*ENTRIES SHOWN*
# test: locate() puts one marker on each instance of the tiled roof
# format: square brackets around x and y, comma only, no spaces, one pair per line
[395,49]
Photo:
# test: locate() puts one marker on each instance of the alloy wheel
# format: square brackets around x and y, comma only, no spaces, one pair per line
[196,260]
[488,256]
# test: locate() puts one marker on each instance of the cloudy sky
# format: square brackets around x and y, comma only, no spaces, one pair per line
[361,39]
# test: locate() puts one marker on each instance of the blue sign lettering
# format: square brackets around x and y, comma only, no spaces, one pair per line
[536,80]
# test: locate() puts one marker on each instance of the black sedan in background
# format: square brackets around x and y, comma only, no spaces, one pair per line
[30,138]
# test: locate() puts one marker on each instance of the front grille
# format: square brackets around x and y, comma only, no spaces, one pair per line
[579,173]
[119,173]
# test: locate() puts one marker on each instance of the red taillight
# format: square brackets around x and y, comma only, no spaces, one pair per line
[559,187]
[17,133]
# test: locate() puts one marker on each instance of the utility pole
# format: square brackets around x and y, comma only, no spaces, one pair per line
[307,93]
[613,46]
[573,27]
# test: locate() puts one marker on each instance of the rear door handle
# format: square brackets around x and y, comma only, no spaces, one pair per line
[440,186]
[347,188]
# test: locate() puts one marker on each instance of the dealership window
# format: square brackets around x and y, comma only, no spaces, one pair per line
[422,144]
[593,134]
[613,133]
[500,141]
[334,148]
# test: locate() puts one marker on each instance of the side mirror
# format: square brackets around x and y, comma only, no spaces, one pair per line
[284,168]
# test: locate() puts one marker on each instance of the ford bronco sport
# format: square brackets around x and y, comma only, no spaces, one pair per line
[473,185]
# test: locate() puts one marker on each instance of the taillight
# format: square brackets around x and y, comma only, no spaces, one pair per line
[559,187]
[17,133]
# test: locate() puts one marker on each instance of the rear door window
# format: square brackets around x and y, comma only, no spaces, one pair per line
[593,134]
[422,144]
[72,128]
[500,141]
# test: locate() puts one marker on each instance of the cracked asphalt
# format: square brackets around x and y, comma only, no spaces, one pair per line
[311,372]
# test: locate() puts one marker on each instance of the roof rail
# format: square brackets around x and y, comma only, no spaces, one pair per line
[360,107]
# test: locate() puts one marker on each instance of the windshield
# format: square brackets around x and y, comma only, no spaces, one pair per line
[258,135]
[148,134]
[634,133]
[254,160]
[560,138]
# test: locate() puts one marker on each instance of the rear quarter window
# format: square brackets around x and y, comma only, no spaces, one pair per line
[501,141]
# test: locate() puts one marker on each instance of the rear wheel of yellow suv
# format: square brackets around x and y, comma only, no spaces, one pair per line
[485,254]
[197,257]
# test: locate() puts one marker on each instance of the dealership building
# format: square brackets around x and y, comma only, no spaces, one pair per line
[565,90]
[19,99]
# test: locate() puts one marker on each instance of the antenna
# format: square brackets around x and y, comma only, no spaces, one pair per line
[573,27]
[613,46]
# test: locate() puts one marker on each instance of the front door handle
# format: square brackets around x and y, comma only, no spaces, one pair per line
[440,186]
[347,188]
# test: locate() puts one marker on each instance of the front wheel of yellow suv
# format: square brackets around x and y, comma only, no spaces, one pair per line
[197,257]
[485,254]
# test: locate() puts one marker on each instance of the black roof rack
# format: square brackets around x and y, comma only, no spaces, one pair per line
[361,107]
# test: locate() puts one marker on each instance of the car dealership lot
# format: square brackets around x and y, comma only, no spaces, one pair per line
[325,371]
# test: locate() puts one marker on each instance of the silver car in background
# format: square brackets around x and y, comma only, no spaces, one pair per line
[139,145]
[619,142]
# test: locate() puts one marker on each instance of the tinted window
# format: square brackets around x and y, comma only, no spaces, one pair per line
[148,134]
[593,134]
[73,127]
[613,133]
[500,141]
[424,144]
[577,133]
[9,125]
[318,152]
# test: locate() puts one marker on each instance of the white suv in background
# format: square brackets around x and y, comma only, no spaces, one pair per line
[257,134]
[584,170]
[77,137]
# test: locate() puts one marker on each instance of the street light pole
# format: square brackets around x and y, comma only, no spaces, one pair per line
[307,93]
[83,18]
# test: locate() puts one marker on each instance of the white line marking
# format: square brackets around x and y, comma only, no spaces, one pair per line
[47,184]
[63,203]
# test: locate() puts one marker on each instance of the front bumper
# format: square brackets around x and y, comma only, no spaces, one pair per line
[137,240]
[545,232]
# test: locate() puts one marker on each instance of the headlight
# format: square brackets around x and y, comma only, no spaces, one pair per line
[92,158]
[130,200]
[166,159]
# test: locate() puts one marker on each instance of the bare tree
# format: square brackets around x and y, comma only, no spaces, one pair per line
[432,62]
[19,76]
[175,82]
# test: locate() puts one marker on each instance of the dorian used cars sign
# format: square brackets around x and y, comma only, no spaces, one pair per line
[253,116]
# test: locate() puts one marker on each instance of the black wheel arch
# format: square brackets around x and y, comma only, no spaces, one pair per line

*TASK INSTRUCTIONS*
The lines to quote run from the one containing "white line marking" through the final line of the material above; please give them exactly, both ends included, and nothing else.

*OUTPUT*
# test: locate() puts one marker on each instance of the white line marking
# format: square brackets around x and y, comma only, no spaces, one pair per line
[47,184]
[63,203]
# test: locate() puts one marker on each instance of the front bumper
# format: square brackets around x and y, comma only, no spaces, one pair per line
[137,240]
[545,232]
# test: locate() puts one marker on each instance of the headlight
# format: square brackets around x and y, comma only, no spaces, one pair per line
[92,158]
[130,200]
[166,159]
# test: locate() puts one marker on each instance of the bare tree
# format: square brackets around x and y, comma only, no spaces, one pair per line
[432,62]
[19,76]
[175,82]
# test: locate() puts one marker on each instance of the dorian used cars sign
# format: square brackets around x and y, comma only, no spaces, one pair per line
[253,116]
# test: locate() puts one marker on each instance of the black wheel arch
# format: square brackets around x and y, comma only, no spaces, one pair per line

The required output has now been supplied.